Let’s get started with this integration.

Stream Advanced hunting events in Microsoft Defender ATP

First, you are going to setup the streaming of Microsoft Defender hunting events to either a Storage Account (Blob) or to Event Hub.

For this article, I am going to demonstrate on how to integrate with Event Hub. Integration with Storage account is very similar and uses Event Grid integration.

Let’s focus on event hub message schema to understand in which format you are going to receive the data and how to use that to design the schema in next step. The schema of the events in Event hub is something like –

{
"records":
 [
  {
    "time": "<The time WDATP received the event>"
    "tenantId": "<The Id of the tenant that the event belongs to>"
    "category": "<The Advanced Hunting table name with 'AdvancedHunting-' prefix>"
    "properties": { <WDATP Advanced Hunting event as Json> }
  }...
 ]
}

Each event hub message in Azure Event Hubs contains list of records that may belong to different tables in ATP.
Each record contains the event name (as category), the time Microsoft Defender ATP received the event, the tenant it belongs (you will only get events from your tenant), and the event in JSON format in a property called "properties".
“properties” schema could be different for each record
Click here to learn more about the schema for each ATP table

Setup Ingestion with Azure Data Explorer

Now that hunting events are being streamed to Event Hub, you are going to setup Azure Data Explorer data connection to build to pipeline to ingest messages into a table.

Before you create the data connection, let’s review the schema that you are going to create to setup the ingestion. Since you are going to get a JSON array and each array can have data for different event, you will need to first get the data into a Staging table (you can give this table a different name) and then fork the data to its individual tables during ingestion by using update policy. I would suggest creating the staging table with following schema and ingestion mapping -

// Raw column is going to get data JSON array in each row
.create table Staging (Raw: dynamic)

Listed records ▸
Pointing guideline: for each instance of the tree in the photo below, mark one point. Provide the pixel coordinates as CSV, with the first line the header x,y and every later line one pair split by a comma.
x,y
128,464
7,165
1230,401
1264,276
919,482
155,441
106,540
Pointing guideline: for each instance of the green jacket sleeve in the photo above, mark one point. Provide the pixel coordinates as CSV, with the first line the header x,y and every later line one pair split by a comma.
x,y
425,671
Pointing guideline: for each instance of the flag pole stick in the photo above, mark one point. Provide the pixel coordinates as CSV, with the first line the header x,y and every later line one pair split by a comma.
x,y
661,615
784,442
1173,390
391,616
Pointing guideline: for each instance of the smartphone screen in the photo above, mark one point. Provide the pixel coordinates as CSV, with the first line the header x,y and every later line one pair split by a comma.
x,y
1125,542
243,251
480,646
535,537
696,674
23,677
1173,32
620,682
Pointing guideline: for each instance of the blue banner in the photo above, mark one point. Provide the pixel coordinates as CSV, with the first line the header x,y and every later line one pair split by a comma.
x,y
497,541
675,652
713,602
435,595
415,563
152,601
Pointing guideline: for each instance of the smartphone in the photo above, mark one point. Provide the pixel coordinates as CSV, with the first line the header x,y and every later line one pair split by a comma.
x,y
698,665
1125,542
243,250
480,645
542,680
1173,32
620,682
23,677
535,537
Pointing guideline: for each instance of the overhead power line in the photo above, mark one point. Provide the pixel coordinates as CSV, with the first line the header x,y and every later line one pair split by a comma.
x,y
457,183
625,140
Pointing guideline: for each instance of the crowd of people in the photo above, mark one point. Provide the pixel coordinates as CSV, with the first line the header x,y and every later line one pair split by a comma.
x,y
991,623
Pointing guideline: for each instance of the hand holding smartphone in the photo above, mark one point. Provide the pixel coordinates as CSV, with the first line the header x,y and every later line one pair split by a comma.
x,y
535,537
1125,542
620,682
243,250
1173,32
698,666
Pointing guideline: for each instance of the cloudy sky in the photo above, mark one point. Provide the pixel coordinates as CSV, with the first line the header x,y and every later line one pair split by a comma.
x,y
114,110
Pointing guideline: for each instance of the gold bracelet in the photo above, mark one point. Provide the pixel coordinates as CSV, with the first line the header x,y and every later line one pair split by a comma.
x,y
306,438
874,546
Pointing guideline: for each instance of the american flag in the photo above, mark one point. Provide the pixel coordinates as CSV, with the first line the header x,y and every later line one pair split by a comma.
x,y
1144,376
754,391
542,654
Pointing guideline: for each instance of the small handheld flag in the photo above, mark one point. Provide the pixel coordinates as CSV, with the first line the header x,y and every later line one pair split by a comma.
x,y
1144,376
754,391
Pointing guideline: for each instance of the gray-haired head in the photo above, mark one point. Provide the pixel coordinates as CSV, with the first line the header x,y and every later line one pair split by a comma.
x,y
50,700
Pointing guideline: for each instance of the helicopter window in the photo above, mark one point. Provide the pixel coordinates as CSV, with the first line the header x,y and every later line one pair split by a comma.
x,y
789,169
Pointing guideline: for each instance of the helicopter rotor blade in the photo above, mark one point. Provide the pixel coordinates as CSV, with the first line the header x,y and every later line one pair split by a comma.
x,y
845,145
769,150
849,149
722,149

To be done ▸
Continue the page excerpt about streaming Microsoft Defender ATP hunting events into Azure Data Explorer from where it stops.

Answer to the task ▸
// This mapping would map the root element of JSON and ingest it into Raw column
.create table Staging ingestion json mapping 'StagingMapping' '[{"column":"Raw","path":"$","datatype":"dynamic","transform":null}]'

Once the table is created, you can follow the documentation here to setup the data connection in your Azure Data Explorer Cluster. Few notes here –

You can leave “My data includes routing info” unselected
Table name is Staging (unless you choose a different name for the table)
Data format is MULTILINE JSON
Column Mapping is StagingMapping (This is the name of the mapping you created earlier)
You may not need to follow the entire documentation which includes generating sample data. You already have data published in Event hub in the first step

Once the data connection is created, you should start receiving data in Staging table. You can run the following query to review all the different events you are receiving the data for (ideally this list would contain all tables that you have selected while setting up streaming configuration from Microsoft defender ATP to event hub) –

Staging
| mv-expand Raw.records
| project Properties=Raw_records.properties, Category=Raw_records.category
| summarize by tostring(Category)

Route hunting events to individual tables

Now that you have data available in Staging table, you need to fork this data in its own individual table. This exercise would be divided into three parts –

Create a function that is going to filter the data in Staging table by each hunting event
Create a table for each hunting event and populate data from Staging table
Setup the update policy to populate data into new table during Ingestion from event hub

I am going to provide instructions for DeviceAlertEvents. You can follow similar approach for other events.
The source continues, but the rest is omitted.